:: SELECTED PASSAGE ::
Rare earth elements, used in all manner of tech machines, including green ones, have rare properties but are much more abundant than gold. However, the physical chemistry of rare earths makes them difficult and energy-intensive to refine. It takes about twice as much energy to get access to and refine a pound of rare earth as a pound of lead, for example.[22]

For the mining industry, there is nothing new or surprising about the quantities of energy and chemicals used in the multistep processes needed to purify minerals locked up in rocks. While there are always ways (including, these days, with digital tools) to improve economic efficiency—and improve safety and environmental outcomes—research shows that, with regard to energy efficiency, the majority of the underlying mineral processes themselves already operate near technical or physics limits.[23]

This means that, for the usefully foreseeable future, increasing the production of green machines will unavoidably increase embodied energy. For example, analyses show that manufacturing a single battery, one capable of holding energy that is equivalent to one barrel of oil, entails processes that use the energy equivalent of 100 barrels of oil.[24] About half that energy is in the form of electricity and natural gas, and the other half oil. If the batteries are manufactured in Asia (as 60% of the world’s batteries are now), more than 60% of the electricity to do so is coal-fired.[25]

Embodied energy is also necessarily a part of building wind and solar machines, especially since large quantities of concrete, steel, and glass are required.[26] These commodity materials have relatively low embodied energy per pound, but the number of pounds involved is enormous.[27] Natural gas accounts for over 70% of the energy used to fabricate glass, for example.[28] Glass accounts for some 20% of the tonnage needed to build solar arrays. For wind turbines, oil and natural gas are used to fabricate fiberglass blades, and coal is used to make steel and concrete. Some perspective: if wind turbines were to supply half the world’s electricity, nearly 2 billion tons of coal would have to be consumed to produce the concrete and steel, along with 1.5 billion barrels of oil to make the composite blades.[29]

One additional energy factor absent from analyses of the embodied energy of clean-tech machines is in how the materials are delivered. More than 75% of all oil and 100% of natural gas are transported to markets via pipelines.[30] (Most of the remaining ton-miles take place on ships.) Pipelines are the world’s most energy-efficient means of moving a ton of material. However, nearly all the materials used to construct green machines are solids, and a very large share will be transported by truck. Using trucks instead of pipelines entails a 1,000% increase per ton-mile in the embodied transportation of energy materials.[31]

Finally, in any full accounting of environmental realities, there is the disposal challenge inherent in the very large quantities of batteries, wind turbines, and solar cells after they wear out, a subject discussed below. For now, it bears noting that many wind turbines are already reaching their 20-year end of life; decommissioning and disposal realities are just beginning. The massive, reinforced fiberglass (plastic) blades are very expensive to cut up and handle, are composed of nonrecyclable materials, and will end up in a landfill. As for solar farms, the International Renewable Energy Agency forecasts that by 2050, with current plans, solar garbage will constitute double the tonnage of all global plastic waste.[32]

For many green energy proponents, the solution to all these challenges with materials is found in a wellworn call for greater attention to “reduce, reuse, and recycle.” Many people also take refuge in the belief that our future has room in it for more energy materials because technology is “dematerializing” the rest of society. In reality, neither dematerialization nor recycling offers a solution to the heavy costs of a green energy future.

:: DATA FOR REVIEW ::
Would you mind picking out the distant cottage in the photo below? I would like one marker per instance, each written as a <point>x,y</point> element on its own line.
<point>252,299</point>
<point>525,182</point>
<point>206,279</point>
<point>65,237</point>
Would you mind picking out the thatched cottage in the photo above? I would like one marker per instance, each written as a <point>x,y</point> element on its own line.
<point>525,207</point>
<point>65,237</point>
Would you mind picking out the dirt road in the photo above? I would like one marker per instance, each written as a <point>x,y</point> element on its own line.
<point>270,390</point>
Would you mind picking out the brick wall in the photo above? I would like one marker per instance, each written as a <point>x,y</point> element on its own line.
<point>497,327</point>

==

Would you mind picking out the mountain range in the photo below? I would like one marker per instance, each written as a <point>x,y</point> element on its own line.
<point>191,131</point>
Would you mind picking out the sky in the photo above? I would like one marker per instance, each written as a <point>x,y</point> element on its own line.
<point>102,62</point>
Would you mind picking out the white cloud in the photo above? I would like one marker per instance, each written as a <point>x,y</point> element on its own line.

:: WORK TO COMPLETE ::
A) In the passage on embodied energy, write out the text starting with "For many green" and going on through "green energy future.".
B) Translate this sentence from the passage on embodied energy into French: "Pipelines are the world’s most energy-efficient means of moving a ton of material."

:: RESPONSES PER TASK ::
A)
For many green energy proponents, the solution to all these challenges with materials is found in a wellworn call for greater attention to “reduce, reuse, and recycle.” Many people also take refuge in the belief that our future has room in it for more energy materials because technology is “dematerializing” the rest of society. In reality, neither dematerialization nor recycling offers a solution to the heavy costs of a green energy future.

B) Les pipelines sont le moyen le plus économe en énergie au monde pour déplacer une tonne de matériaux.